"""
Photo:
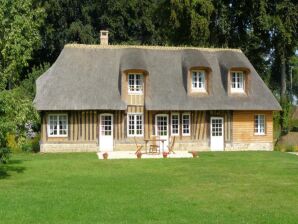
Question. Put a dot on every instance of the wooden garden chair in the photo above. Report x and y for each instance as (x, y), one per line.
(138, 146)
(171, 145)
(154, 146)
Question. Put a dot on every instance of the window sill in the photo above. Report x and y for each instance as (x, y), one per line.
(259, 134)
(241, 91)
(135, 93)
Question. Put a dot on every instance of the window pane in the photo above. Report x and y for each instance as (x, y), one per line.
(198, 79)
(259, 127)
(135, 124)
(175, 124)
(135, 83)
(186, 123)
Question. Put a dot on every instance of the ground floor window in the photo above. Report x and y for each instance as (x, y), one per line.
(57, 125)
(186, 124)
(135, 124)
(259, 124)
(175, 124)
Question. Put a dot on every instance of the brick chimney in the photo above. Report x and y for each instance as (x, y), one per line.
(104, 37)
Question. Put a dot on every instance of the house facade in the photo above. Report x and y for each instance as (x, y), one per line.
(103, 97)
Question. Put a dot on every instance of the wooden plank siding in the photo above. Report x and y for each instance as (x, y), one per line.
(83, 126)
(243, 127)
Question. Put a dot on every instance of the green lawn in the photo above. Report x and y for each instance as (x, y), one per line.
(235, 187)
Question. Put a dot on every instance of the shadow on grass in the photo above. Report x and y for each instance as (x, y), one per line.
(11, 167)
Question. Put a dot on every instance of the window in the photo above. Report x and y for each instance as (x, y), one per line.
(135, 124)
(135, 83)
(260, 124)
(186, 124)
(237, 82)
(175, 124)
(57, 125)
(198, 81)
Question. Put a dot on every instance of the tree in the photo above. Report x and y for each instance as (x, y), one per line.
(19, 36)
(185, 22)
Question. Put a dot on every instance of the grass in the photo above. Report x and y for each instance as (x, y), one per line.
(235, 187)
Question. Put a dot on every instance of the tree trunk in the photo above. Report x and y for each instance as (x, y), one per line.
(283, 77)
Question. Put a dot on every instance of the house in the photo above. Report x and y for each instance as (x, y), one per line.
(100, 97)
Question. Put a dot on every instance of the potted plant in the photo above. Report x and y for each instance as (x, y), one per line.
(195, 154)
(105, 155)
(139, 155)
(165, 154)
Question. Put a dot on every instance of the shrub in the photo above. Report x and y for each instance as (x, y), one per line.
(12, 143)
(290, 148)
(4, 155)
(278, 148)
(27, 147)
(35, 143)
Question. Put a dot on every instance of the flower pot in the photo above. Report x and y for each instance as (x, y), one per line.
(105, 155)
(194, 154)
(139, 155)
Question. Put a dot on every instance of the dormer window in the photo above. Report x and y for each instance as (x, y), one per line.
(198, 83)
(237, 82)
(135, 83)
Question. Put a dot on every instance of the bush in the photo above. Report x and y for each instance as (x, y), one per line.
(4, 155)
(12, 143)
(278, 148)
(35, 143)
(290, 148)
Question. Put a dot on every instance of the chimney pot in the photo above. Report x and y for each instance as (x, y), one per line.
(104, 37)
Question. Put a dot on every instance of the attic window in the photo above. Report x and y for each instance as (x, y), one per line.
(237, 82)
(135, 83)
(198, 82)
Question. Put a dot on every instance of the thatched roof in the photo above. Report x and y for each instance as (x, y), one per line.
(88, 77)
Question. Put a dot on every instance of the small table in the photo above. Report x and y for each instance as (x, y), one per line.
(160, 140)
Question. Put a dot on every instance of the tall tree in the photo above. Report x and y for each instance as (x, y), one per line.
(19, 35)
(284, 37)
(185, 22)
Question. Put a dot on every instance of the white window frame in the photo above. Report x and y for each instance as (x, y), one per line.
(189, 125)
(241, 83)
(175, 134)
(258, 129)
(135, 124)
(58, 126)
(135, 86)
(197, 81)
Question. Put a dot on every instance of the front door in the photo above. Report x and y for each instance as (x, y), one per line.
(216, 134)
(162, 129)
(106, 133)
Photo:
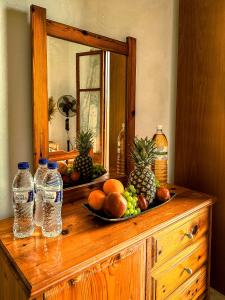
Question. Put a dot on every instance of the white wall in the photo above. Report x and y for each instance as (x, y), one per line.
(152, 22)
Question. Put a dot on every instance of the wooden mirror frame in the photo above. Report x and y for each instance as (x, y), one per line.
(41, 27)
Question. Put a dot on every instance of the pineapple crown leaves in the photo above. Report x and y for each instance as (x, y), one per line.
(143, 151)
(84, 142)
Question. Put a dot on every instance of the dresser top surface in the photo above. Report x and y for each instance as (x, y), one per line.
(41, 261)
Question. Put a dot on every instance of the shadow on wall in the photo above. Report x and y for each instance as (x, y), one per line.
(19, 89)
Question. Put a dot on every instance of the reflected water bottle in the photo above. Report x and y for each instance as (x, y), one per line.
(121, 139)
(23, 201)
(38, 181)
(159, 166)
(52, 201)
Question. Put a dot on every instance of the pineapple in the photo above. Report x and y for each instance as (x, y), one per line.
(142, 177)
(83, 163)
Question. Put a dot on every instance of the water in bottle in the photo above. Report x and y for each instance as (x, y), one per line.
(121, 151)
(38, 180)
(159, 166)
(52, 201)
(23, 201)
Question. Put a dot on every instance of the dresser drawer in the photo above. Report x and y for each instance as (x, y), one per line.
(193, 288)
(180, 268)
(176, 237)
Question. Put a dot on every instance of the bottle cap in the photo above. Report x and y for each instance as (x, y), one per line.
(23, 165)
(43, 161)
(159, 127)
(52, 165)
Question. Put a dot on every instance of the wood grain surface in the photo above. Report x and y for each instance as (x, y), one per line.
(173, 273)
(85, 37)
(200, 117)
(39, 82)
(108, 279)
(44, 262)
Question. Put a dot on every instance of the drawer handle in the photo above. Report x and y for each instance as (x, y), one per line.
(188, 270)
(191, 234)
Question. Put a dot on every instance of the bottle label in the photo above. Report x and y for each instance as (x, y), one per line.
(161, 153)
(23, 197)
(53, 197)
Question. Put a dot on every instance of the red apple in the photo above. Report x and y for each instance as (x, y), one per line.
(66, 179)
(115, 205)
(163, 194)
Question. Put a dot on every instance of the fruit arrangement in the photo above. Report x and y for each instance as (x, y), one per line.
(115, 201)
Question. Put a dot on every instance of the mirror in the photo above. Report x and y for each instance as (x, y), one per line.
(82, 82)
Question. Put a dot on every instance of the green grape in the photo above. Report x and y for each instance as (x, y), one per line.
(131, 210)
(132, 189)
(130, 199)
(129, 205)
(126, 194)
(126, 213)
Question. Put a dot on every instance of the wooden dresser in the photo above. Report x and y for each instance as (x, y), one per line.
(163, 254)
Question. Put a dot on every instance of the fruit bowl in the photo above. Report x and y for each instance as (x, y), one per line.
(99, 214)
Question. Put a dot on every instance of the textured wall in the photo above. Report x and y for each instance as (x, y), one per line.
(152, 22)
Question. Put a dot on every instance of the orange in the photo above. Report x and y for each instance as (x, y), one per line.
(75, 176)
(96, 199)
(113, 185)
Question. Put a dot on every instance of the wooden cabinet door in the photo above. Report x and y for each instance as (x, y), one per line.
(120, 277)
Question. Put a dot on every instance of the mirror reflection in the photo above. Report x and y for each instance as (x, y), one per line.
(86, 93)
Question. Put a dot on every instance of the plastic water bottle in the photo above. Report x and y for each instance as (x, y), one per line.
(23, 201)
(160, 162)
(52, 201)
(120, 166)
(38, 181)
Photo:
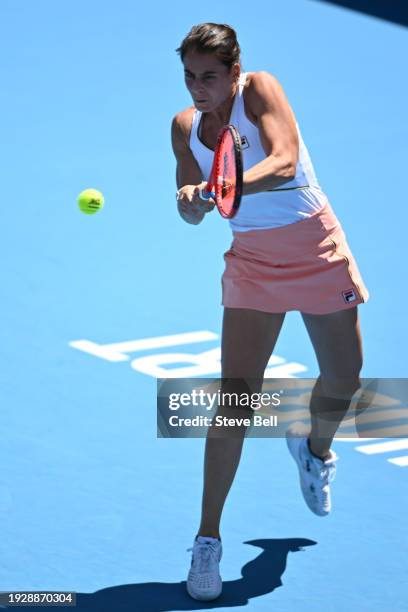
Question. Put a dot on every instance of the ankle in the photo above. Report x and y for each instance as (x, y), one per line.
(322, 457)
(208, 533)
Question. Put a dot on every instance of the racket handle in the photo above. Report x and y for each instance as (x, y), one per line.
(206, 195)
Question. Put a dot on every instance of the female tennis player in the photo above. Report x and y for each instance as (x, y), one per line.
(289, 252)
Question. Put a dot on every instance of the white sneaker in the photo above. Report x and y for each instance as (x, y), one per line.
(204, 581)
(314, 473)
"""
What the task asks: Please reproduce every one of the rows above word for word, leaving out the pictures.

Exercise answer:
Photo:
Question. Put a dot on every instance of the wooden garden chair in the photo above. Report x and y for each instance as (x, y), one per line.
(138, 146)
(171, 145)
(154, 146)
Question. Put a dot on every instance of the window sill in the photo above. Report x and y for each instance as (x, y), one per line.
(259, 134)
(241, 91)
(135, 93)
Question. Put a dot on every instance of the window pane in the photo above. Report x and y for each instance as (x, y), one per line.
(198, 79)
(259, 127)
(135, 124)
(175, 124)
(135, 83)
(186, 123)
Question. Put a dot on every instance of the ground floor window in the photo above. Report x and y for each instance as (x, y), one per line.
(57, 125)
(186, 124)
(135, 124)
(259, 124)
(175, 124)
Question. Put a dot on every instance of the brick chimney in the photo above. Report x and y for each instance as (x, y), one per line.
(104, 37)
Question. Put a dot on every instance of the house facade in the photo above. Report x and y for each instance as (x, y), one per line.
(103, 97)
Question. Put a dot on every instance of the wooden plank siding in the photo above. Report x and y for each instance as (x, y), one per line.
(83, 126)
(243, 127)
Question. Put a dot on every instance of the green lawn in the photo above. Report x and y for each instance as (x, y), one per line.
(235, 187)
Question. Put a dot on every instance of the shadow on grass in the photo above. Report x and y for each instance as (x, y), one per line.
(11, 167)
Question. Put a dot on every instance of the window in the photo above. Report x and y for each instance as (x, y), one per line.
(135, 124)
(135, 83)
(260, 124)
(186, 124)
(237, 82)
(175, 124)
(57, 125)
(198, 81)
Question. Put a dot on every instance of the tree in the photo above. Report x and y for each instance as (x, y), one per line.
(19, 36)
(185, 22)
Question. Put a dot on every instance of the grass in the photo above. Report x and y for each instance as (x, y), one per line.
(235, 187)
Question. Put a dot on every instance of the tree trunk in the photo above. Report x and y for each instance as (x, y), one per line.
(283, 77)
Question. Put a dot on every instance of the house in the photo above. Report x and y for each instance as (x, y), one per line.
(100, 97)
Question. Put a dot on every instance of the potted plant in the photo above. Report x and y for each instance as (x, y), one per line.
(195, 154)
(105, 155)
(139, 155)
(165, 154)
Question. Put a dot on every instance of the shrub in the photo above. Report x and y for each instance as (x, y), one per line.
(12, 143)
(290, 148)
(4, 155)
(278, 148)
(27, 147)
(35, 143)
Question. Put a dot on every instance of the flower pot in the photo above. Report x and y for each instance as (x, y), one per line.
(105, 155)
(194, 154)
(139, 155)
Question. Put a dot on every instance of the dormer window in the photo above. Report x and y for each instance as (x, y), one per line.
(198, 83)
(237, 82)
(135, 83)
Question. Put a dot on every instance of the bush in the photo above. Report x and y for each instance as (x, y), one per line.
(4, 155)
(12, 143)
(278, 148)
(35, 143)
(290, 148)
Question. Put a dot on every instance of the chimney pot in the photo above. Report x and y for each instance as (x, y), one per line.
(104, 37)
Question. Put a dot on every instance of the attic window in the photo above. Report x and y for each instance as (x, y), one per line.
(237, 82)
(135, 83)
(198, 82)
Question. Put a dot on every instance of the thatched roof in the photo above. Report x and y for each instance as (x, y), one per line.
(88, 77)
Question. Put a dot on every instance of the small table in the photo above. Report x and y for each instance as (x, y), one per line.
(160, 140)
Question. Put a dot on every instance of the tall tree in the photo above. Report x and y for each instance as (x, y), one per line.
(19, 35)
(284, 37)
(185, 22)
Question. Put a dot on every instance of the white window frame in the photo above. Report x and y for each instance as (x, y), one per line.
(189, 125)
(241, 83)
(175, 134)
(258, 129)
(135, 124)
(58, 126)
(135, 86)
(197, 81)
Question. Put a dot on every instance of the front door in the photo above. Report x and y for each instance as (x, y), one per line.
(216, 134)
(162, 129)
(106, 133)
Photo:
Question. Put a dot on every instance of the white wall in the photo above. Report x and y for each instance as (x, y), one per line.
(152, 22)
Question. Put a dot on every instance of the wooden mirror frame in the photo above. Report x and y for each instance as (x, y), one per line.
(41, 27)
Question. Put a dot on every instance of the pineapple crown leaves in the photo above. Report x and y for each instance as (x, y), one per line.
(143, 151)
(84, 142)
Question. Put a dot on every instance of the dresser top surface in the photo above. Report x and y for each instance as (x, y), one per line.
(41, 261)
Question. Put a dot on every instance of the shadow on wall in the photo above. Report x and y for each instance as (x, y), one per line.
(19, 89)
Question. Put a dot on every instance of the reflected water bottle in the photo above. Report x and y for each instance as (x, y), one per line.
(121, 139)
(23, 201)
(38, 181)
(159, 166)
(52, 201)
Question. Put a dot on every instance of the pineapple in the photo above. Report x and y for each instance as (x, y), one per line.
(142, 177)
(83, 163)
Question. Put a dot on every instance of the water in bottle in the photo above. Report x and y for each instance as (x, y), one per line.
(121, 151)
(38, 180)
(159, 166)
(52, 201)
(23, 201)
Question. Put a dot on every instance of the dresser drawer in the photo above. Report x and y for each instance as (x, y), one per line.
(193, 288)
(180, 268)
(176, 237)
Question. Put a dot on every instance of the bottle cap in the photo above. Report x and y for each instance as (x, y), one per line.
(23, 165)
(43, 161)
(159, 127)
(52, 165)
Question. Put a dot on every instance of the wood grain surface in the photo above. Report x and y for each instance as (x, y), one per line.
(173, 273)
(85, 37)
(200, 117)
(39, 82)
(108, 279)
(44, 262)
Question. Put a dot on every instance of the drawer handle in the photo above. Report x and y for each instance as (x, y), one per line.
(188, 270)
(191, 234)
Question. Put a dot on every instance of the bottle label in the photo above. Report x and y for each instance as (x, y), one per line.
(161, 153)
(23, 197)
(53, 197)
Question. Put a dot on every instance of the red apple in the photo above. Report x and y for each instance as (x, y), one per line.
(66, 179)
(115, 205)
(163, 194)
Question. Put a dot on every instance of the fruit arrangement in the photo above. Report x and y for each instance as (x, y), one per line.
(115, 201)
Question. Put a dot on every instance of the mirror in the photo above. Report x and y for each instance as (x, y), one per line.
(82, 82)
Question. Put a dot on every instance of the green grape in the photo above. Report x and y for each instance as (x, y), one per line.
(131, 210)
(132, 189)
(130, 199)
(129, 205)
(126, 194)
(126, 213)
Question. Put a dot on every instance of the wooden dresser in the photo above. Report x and y for each instance as (x, y), one per line.
(163, 254)
Question. Put a dot on every instance of the fruit bowl in the photo above. Report x and y for each instance as (x, y), one per line.
(99, 214)
Question. Put a dot on every instance of the textured wall in the photo above. Report x and y for each instance as (x, y), one per line.
(152, 22)
Question. Put a dot on every instance of the orange in the photo above. Report x and y for each instance as (x, y), one per line.
(75, 176)
(96, 199)
(113, 185)
Question. Put a dot on every instance of the wooden cabinet door in the photo above. Report x and y for each instance as (x, y), one per line.
(120, 277)
Question. Put a dot on every instance of the mirror reflection in the photo above. Report x and y for each instance as (x, y), one per line.
(86, 93)
Question. Put a dot on every instance of the plastic water bottle in the photo above. Report x and y for each instance as (x, y), one per line.
(23, 201)
(160, 162)
(52, 201)
(120, 166)
(38, 181)
Photo:
Question. Put a dot on every instance of the ankle in the photo above. Report x and y for each instance as (x, y), one per line.
(322, 457)
(208, 533)
Question. Put a dot on every instance of the racket handle in the photo above. Report x and y for each instance as (x, y), one per line.
(206, 195)
Question. Put a dot on every instance of the female tennis player in the photo above. Report x and y for each instance as (x, y), one per line.
(289, 252)
Question. Put a dot on every instance of the white sneaker in the photo above. Report x and y for each instance as (x, y), one per line.
(204, 581)
(314, 473)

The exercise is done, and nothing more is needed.